- The task:
From the listing below, copy each line where "outline" occurs.

*** Records shown

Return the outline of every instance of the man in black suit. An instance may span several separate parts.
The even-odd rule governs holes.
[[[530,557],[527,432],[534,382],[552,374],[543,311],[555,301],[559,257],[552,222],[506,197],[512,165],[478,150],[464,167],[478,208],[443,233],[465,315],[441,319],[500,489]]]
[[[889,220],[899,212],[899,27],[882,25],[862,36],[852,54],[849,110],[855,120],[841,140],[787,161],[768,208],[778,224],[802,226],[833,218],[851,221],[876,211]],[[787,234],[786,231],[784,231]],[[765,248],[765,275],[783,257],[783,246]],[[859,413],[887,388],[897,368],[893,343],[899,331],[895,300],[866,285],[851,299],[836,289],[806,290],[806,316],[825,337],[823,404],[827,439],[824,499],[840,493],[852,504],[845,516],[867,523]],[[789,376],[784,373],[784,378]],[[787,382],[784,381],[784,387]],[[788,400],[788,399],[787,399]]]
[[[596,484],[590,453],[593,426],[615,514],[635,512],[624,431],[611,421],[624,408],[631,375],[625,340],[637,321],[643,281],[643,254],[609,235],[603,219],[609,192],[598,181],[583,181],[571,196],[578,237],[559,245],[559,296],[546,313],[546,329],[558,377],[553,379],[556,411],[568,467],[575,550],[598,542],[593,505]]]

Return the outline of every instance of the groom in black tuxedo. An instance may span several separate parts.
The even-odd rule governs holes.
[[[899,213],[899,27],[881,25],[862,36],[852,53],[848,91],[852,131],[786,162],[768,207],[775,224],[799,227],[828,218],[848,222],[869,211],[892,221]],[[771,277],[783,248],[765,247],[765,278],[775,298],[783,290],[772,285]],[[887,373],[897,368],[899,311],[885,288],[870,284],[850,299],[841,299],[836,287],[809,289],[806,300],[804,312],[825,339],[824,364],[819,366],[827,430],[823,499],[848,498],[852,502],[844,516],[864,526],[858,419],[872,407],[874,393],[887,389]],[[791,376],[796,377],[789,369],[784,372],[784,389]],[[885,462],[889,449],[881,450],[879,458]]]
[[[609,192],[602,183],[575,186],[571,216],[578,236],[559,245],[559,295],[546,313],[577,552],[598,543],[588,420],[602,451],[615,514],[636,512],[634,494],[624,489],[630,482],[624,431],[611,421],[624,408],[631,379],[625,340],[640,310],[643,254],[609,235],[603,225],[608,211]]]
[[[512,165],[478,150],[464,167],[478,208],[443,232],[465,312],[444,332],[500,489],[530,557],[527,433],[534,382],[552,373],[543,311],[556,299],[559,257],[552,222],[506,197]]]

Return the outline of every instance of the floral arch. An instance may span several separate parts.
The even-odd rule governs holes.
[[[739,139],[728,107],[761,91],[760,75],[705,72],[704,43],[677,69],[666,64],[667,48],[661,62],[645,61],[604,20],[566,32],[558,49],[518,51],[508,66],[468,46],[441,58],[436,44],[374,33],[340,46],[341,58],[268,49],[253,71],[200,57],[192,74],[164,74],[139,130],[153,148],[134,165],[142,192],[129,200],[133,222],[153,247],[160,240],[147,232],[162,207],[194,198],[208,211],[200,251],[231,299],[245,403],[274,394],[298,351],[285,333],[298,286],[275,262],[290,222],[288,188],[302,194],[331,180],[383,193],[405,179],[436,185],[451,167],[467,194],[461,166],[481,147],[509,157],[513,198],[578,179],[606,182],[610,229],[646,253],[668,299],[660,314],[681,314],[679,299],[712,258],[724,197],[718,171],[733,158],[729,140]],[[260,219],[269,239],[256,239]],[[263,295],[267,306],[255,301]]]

******

- Response:
Return the outline of every instance of the man in black suit. An instance may span several separate parts.
Return the outline of every instance of the groom in black tuxedo. An instance may span several separate parts.
Return the outline of every instance of the floral arch. An instance may span several separate parts.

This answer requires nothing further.